**REQUIREMENT:** For each line below that holds the word "query", make a copy.

(Recorded data)

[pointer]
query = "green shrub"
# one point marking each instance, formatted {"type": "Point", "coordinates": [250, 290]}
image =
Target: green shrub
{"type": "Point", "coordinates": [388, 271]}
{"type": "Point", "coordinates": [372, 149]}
...
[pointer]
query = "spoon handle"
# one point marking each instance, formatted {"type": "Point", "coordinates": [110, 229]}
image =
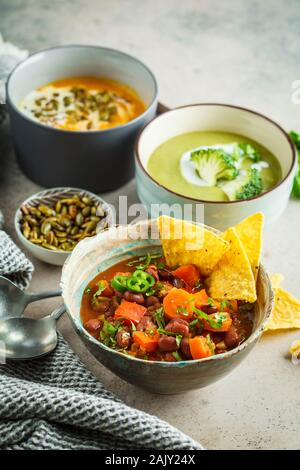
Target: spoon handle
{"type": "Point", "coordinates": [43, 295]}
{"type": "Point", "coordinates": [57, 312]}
---
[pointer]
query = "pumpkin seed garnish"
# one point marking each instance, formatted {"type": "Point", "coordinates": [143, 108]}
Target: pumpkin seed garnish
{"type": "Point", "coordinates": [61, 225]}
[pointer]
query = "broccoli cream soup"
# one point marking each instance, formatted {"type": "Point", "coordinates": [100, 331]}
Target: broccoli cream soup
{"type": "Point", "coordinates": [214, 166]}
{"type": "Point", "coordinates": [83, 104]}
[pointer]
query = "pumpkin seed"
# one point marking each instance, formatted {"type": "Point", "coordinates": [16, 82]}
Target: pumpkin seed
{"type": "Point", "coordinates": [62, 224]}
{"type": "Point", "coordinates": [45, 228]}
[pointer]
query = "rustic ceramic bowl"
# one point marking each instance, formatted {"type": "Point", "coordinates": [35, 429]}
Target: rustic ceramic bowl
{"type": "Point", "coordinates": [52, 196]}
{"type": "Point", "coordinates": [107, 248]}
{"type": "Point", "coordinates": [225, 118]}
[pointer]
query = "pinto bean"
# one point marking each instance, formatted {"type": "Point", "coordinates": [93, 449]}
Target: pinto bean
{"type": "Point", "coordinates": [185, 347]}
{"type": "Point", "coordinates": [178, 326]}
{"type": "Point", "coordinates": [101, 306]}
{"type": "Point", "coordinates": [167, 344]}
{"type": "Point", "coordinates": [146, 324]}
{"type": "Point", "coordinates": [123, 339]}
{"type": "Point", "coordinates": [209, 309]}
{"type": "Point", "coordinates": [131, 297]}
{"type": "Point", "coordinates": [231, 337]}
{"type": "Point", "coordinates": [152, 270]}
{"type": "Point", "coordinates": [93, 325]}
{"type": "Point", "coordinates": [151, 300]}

**ANSWER SPACE:**
query = "green shrub"
query = "spoon handle"
query = "pumpkin seed garnish"
query = "broccoli cream soup"
query = "pumpkin seed"
query = "rustic ceramic bowl"
query = "pinto bean"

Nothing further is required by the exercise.